(Data provided)

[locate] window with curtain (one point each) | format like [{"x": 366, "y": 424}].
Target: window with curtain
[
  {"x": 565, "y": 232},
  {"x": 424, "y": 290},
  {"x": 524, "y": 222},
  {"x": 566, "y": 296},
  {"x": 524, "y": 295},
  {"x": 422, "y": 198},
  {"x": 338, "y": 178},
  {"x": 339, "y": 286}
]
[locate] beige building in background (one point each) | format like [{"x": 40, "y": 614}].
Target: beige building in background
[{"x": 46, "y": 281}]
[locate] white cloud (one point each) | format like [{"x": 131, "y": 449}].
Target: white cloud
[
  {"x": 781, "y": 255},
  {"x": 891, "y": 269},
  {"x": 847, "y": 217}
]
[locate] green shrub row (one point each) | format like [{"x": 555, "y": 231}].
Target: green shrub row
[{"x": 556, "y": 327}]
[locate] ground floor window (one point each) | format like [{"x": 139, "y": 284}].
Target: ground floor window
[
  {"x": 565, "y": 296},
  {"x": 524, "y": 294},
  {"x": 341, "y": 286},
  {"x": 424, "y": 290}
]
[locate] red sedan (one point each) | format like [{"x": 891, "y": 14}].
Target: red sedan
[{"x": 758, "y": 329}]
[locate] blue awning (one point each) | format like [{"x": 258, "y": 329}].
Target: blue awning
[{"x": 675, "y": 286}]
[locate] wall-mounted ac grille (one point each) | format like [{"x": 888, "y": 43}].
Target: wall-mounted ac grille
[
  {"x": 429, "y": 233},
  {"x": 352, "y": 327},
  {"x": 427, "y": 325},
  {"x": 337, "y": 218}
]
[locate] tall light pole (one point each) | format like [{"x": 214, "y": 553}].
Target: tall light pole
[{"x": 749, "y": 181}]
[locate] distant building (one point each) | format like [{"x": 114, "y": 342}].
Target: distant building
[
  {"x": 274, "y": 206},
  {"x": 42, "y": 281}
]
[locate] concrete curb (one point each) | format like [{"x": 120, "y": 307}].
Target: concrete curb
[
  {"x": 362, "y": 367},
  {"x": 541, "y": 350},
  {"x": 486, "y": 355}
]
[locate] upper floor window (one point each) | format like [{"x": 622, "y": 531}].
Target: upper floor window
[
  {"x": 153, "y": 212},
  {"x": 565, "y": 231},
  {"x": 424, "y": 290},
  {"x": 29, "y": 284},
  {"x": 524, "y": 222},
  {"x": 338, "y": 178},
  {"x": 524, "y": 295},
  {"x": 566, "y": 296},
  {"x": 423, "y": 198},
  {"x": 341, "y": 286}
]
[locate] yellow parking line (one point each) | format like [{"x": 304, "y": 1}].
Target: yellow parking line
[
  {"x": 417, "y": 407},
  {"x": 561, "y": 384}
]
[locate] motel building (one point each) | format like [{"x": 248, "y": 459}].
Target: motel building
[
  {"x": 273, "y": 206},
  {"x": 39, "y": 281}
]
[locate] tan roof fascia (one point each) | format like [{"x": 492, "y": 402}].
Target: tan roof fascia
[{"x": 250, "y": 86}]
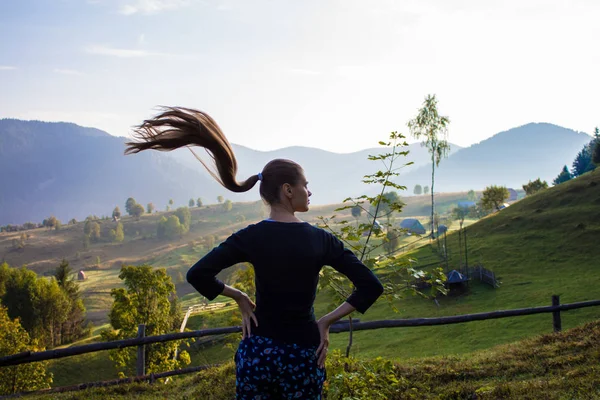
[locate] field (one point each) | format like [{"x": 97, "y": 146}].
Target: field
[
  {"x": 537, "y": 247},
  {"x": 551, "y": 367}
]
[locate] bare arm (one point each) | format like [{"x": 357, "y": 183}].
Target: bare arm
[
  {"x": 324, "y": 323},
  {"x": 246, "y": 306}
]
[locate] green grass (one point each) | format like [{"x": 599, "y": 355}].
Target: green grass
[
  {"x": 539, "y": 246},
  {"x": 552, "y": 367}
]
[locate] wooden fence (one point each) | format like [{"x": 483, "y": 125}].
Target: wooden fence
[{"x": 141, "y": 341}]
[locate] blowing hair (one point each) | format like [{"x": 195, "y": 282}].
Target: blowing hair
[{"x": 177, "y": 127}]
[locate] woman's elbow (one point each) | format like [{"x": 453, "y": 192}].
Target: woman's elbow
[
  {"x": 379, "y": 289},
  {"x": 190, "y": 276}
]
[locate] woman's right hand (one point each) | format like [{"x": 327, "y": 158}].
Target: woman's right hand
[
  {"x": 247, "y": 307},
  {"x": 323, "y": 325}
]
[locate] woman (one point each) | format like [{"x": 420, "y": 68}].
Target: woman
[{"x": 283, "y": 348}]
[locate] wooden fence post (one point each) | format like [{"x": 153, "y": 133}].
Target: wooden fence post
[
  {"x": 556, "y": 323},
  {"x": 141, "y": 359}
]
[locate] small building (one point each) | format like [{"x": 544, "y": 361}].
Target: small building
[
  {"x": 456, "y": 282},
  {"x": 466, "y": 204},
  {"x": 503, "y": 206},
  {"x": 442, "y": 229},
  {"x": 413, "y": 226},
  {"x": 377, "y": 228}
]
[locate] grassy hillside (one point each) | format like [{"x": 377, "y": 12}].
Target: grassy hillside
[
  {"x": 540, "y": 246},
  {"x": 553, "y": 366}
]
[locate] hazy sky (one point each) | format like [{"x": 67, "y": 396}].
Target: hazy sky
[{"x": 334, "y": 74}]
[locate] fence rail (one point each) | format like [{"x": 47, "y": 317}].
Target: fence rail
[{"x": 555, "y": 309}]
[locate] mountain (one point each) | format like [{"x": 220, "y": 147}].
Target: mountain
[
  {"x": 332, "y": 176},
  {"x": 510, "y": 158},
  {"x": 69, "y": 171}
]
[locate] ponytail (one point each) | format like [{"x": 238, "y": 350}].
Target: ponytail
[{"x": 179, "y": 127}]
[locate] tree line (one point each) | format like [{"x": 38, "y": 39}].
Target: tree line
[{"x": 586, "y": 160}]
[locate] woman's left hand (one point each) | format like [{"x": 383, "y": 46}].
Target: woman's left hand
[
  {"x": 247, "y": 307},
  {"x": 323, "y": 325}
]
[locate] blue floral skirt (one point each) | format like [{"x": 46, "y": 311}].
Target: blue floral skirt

(End Data provided)

Aim of the exercise :: Return exactly the lines above, from the one with "Target: ground floor window" up to and including the one with "[locate] field (one", and include no pictures.

Exercise solution ::
Target: ground floor window
[
  {"x": 565, "y": 296},
  {"x": 524, "y": 294},
  {"x": 341, "y": 286},
  {"x": 424, "y": 290}
]
[locate] red sedan (one point each) | format like [{"x": 891, "y": 14}].
Target: red sedan
[{"x": 758, "y": 329}]
[locate] blue awning (one point each) | format like [{"x": 258, "y": 329}].
Target: blue awning
[{"x": 675, "y": 286}]
[locate] wall-mounted ac grille (one point each) | format like [{"x": 888, "y": 43}].
Target: wall-mounted ac grille
[
  {"x": 429, "y": 233},
  {"x": 352, "y": 327},
  {"x": 427, "y": 325},
  {"x": 337, "y": 218}
]
[locate] tall light pole (one point each) | format like [{"x": 214, "y": 553}].
Target: tall light pole
[{"x": 749, "y": 181}]
[locate] distant building (one point each) | format like [{"x": 114, "y": 342}].
Target: distant building
[
  {"x": 274, "y": 206},
  {"x": 42, "y": 281}
]
[locate] concrete curb (one point each) | format like [{"x": 120, "y": 307}].
Target: concrete curb
[
  {"x": 362, "y": 367},
  {"x": 541, "y": 350},
  {"x": 486, "y": 355}
]
[locate] upper floor window (one point each) | format like [{"x": 622, "y": 531}].
Target: upper floor window
[
  {"x": 153, "y": 212},
  {"x": 565, "y": 231},
  {"x": 424, "y": 290},
  {"x": 29, "y": 284},
  {"x": 524, "y": 222},
  {"x": 338, "y": 178},
  {"x": 524, "y": 295},
  {"x": 566, "y": 296},
  {"x": 423, "y": 198},
  {"x": 341, "y": 286}
]
[locate] yellow parking line (one point each) | format like [{"x": 304, "y": 1}].
Target: yellow parking line
[
  {"x": 417, "y": 407},
  {"x": 561, "y": 384}
]
[locate] motel building (one point each) | format like [{"x": 248, "y": 459}].
Target: motel building
[
  {"x": 273, "y": 206},
  {"x": 39, "y": 281}
]
[locate] tan roof fascia (one point each) | format like [{"x": 492, "y": 402}].
Target: tan roof fascia
[{"x": 250, "y": 86}]
[locate] field (one point each) | format like [{"x": 97, "y": 146}].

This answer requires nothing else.